> [RECORDS SUPPLIED]
▬▬▬▬▬▬
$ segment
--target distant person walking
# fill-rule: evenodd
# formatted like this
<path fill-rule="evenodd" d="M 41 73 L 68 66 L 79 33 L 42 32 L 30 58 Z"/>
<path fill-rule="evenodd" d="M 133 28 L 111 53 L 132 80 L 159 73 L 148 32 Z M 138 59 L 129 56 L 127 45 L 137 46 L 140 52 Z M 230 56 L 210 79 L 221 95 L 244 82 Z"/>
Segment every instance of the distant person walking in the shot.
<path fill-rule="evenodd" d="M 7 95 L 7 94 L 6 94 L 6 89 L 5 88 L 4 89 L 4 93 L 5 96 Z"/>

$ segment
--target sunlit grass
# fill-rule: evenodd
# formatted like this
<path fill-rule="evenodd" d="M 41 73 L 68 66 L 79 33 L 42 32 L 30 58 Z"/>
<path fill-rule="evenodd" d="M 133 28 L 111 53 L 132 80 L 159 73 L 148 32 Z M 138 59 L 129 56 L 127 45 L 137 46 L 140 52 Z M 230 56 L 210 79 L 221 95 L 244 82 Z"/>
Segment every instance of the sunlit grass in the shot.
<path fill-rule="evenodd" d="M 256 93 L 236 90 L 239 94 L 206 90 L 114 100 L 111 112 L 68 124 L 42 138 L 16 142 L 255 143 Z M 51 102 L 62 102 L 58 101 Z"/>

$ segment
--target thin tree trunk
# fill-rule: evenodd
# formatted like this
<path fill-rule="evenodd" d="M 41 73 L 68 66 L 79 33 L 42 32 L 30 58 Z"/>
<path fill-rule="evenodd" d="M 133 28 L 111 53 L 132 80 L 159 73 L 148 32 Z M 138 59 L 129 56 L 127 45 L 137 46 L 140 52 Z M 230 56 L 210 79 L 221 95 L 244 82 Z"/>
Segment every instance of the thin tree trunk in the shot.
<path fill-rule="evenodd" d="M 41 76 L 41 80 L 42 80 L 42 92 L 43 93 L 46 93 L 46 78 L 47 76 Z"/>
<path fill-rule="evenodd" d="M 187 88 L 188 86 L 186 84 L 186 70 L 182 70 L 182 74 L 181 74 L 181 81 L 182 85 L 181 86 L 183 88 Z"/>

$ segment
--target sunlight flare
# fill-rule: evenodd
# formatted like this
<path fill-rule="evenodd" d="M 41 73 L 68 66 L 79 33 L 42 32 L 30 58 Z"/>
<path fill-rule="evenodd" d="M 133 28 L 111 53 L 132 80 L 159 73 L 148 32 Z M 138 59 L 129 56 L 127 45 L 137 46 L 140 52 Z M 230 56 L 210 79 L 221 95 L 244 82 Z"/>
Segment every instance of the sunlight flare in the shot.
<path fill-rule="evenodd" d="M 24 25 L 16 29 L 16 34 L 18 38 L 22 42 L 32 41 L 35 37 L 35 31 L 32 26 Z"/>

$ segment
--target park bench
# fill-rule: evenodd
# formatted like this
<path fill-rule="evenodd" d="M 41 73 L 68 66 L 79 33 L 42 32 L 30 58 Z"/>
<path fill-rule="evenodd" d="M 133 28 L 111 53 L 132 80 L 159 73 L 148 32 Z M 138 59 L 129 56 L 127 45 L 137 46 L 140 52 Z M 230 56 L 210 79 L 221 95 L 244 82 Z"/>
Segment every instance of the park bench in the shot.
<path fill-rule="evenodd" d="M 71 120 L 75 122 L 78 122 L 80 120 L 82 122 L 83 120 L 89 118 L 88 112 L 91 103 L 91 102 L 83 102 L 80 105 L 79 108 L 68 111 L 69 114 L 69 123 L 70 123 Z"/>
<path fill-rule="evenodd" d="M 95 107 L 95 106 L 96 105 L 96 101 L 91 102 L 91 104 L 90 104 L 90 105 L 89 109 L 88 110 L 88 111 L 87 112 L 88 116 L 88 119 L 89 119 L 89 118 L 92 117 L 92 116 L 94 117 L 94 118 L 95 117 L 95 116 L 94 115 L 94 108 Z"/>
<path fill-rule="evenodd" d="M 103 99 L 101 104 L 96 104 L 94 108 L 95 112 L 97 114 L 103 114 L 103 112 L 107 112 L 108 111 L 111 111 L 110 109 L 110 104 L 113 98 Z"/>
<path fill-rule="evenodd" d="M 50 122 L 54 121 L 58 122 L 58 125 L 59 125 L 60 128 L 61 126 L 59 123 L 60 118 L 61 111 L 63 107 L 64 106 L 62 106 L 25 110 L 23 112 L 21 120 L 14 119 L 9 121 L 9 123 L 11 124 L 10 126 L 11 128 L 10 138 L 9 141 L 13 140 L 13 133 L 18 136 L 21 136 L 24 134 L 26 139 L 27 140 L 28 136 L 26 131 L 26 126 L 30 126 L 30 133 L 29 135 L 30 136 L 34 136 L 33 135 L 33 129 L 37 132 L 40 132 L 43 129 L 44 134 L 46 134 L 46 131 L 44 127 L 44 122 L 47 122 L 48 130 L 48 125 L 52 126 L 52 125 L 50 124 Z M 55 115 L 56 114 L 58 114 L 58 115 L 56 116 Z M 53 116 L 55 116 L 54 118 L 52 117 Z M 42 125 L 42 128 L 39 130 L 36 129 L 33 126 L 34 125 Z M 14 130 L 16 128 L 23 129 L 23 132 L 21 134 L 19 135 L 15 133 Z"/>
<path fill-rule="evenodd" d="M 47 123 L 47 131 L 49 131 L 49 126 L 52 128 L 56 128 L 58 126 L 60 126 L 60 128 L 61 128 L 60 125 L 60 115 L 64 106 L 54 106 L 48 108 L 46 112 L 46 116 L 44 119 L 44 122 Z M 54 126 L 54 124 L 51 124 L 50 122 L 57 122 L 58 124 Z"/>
▬▬▬▬▬▬
> [WHAT THE TASK REQUIRES] Please reproduce the listing above word for word, from its first line up to and including the line with "7 95 L 7 94".

> [PROBLEM SOLUTION]
$ segment
--target distant person walking
# fill-rule: evenodd
# formatted like this
<path fill-rule="evenodd" d="M 41 73 L 68 66 L 79 33 L 42 32 L 30 58 Z"/>
<path fill-rule="evenodd" d="M 133 28 L 111 53 L 132 80 L 159 73 L 148 32 Z M 138 59 L 129 56 L 127 45 L 137 46 L 140 52 Z M 230 56 L 210 79 L 221 95 L 244 82 Z"/>
Segment every instance of the distant person walking in the shot.
<path fill-rule="evenodd" d="M 7 95 L 7 94 L 6 94 L 6 89 L 5 88 L 4 89 L 4 93 L 5 96 Z"/>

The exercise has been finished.